-- Exercise task --
The records below must be retyped exactly.

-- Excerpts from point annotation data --
## BEGIN

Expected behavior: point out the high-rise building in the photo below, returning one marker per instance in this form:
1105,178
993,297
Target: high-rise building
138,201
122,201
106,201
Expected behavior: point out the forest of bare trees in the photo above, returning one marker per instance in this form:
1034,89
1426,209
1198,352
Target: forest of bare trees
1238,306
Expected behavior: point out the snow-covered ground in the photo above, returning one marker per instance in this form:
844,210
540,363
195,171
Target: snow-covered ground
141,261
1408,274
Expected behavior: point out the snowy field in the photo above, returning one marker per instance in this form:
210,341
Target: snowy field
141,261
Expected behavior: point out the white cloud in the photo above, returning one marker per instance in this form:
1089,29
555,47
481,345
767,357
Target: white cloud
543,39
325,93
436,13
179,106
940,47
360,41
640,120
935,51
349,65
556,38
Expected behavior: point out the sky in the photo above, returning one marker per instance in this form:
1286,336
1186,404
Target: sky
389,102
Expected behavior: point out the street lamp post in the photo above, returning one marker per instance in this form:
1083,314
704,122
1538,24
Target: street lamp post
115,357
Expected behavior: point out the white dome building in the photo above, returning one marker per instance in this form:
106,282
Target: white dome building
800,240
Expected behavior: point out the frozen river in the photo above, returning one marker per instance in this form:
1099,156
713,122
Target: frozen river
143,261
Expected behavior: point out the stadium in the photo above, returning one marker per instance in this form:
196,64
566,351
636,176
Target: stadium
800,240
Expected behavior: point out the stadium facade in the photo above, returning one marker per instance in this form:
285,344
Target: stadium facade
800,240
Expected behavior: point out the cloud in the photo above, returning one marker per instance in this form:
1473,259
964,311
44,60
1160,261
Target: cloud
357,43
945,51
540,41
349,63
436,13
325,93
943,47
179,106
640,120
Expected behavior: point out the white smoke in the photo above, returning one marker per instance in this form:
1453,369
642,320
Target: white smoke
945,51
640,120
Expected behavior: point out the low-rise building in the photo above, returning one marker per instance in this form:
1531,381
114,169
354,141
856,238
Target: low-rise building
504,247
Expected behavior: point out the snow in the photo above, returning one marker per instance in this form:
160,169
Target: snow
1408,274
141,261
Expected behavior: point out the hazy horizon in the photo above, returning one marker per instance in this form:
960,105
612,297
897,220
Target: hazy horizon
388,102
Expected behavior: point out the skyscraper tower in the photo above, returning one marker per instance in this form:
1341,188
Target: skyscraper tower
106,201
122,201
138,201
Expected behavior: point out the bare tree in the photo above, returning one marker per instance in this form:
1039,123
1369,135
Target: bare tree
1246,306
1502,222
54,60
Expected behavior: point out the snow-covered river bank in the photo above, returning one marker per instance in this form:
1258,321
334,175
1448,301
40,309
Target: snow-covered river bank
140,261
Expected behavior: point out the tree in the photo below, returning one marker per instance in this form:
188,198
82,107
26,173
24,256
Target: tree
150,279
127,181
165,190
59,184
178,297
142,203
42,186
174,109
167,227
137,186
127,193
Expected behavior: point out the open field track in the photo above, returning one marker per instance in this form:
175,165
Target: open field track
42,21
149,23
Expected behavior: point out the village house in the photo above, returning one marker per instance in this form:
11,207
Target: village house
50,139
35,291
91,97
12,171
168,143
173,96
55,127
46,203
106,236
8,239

## END

-- Reply --
Expected behavior: point out the high-rise building in the photo below, returning one marker per instance in this form:
1105,178
993,297
Target: high-rise building
138,201
122,201
106,201
Expected behavior: point out the forest of bare trees in the photo above, returning one marker per instance in this form:
1034,89
1426,209
1198,352
Target: forest of bare trees
1238,306
Expected behavior: point out the snow-covered ground in the photo above, returning one marker per instance in this form:
844,210
540,363
195,171
Target: snow-covered ground
141,261
1408,274
Expected behavior: point out the snowy field in the photo above, returning one marker per instance in this form:
210,341
Target: snowy field
141,261
Expected behavior: point out the white cloud in the photo above, returning one marker per instance in this form:
1089,29
555,47
481,345
767,357
Target: white cloud
543,39
325,93
436,13
179,106
940,47
360,41
640,120
935,51
349,65
556,38
Expected behavior: point out the sky in the photo above, returning one marker per instance in this form:
1286,336
1186,404
Target: sky
389,102
Expected behavior: point out the street lamp post in the photo above, returning one marker per instance in this form:
1083,314
704,122
1538,24
Target: street lamp post
115,357
Expected behavior: point out the white dome building in the photo above, returning one marker per instance in this form:
106,282
Target: white dome building
800,240
Expected behavior: point out the frozen river in the photo above, returning one marker per instance in this form:
1099,156
713,122
Target: frozen river
143,261
Expected behavior: point out the stadium in the photo above, returning one marker per instance in this form:
196,64
566,351
636,176
Target: stadium
800,240
Expected behavior: point out the stadium facade in the photo above, returning one marker per instance in this form:
285,344
Target: stadium facade
800,240
Expected behavior: point out the cloud in the photo above, returning one marker per instance in this form:
1473,259
964,311
44,60
1160,261
Target: cloud
357,43
945,51
540,41
349,63
436,13
325,93
943,47
179,106
640,120
Expected behavior: point out the white smoke in the photo above, returning one marker per instance in this form:
1453,369
642,320
Target: white smoke
945,51
640,120
Expected behavior: point out the low-rise building in the photo above, returning one marker per instance in this form:
1531,381
114,169
354,141
856,238
Target: low-rise building
504,247
Expected behavior: point out the snow in the photo above, returning one marker per instance in this form:
160,169
Target: snow
1408,274
141,261
Expected behavior: point out the hazy horizon in the photo above, returning one marker per instance in this form:
960,105
612,297
897,220
Target: hazy horizon
388,102
Expected behavior: point out the skyscraper tower in the photo above, returning one marker per instance in this form:
1341,188
Target: skyscraper tower
106,201
122,201
138,201
Expected behavior: point out the bare tree in the photo above, returning one marker per instance in this form:
1039,123
1369,135
Target: bare tree
1246,306
1502,222
54,60
Expected behavior: point out the snow-covered river bank in the photo above, returning one marker per instance in this form:
1258,321
334,175
1448,301
40,309
Target: snow-covered river bank
140,261
Expected behavior: point out the tree in the photo below, returning one marker per instance in this form:
188,198
82,107
26,173
24,256
Target: tree
150,279
127,181
165,190
59,184
178,297
142,203
42,186
174,109
167,227
137,186
127,193
Expected behavior: point out the open field track in the photo above, returning one marker per instance in this form:
175,165
Target: open field track
42,21
149,23
Expected behavior: point out the village house in the photo above, returning one marker per instance in this form:
11,207
Target: village house
50,139
35,291
91,97
12,171
168,143
173,96
55,127
46,203
106,236
8,239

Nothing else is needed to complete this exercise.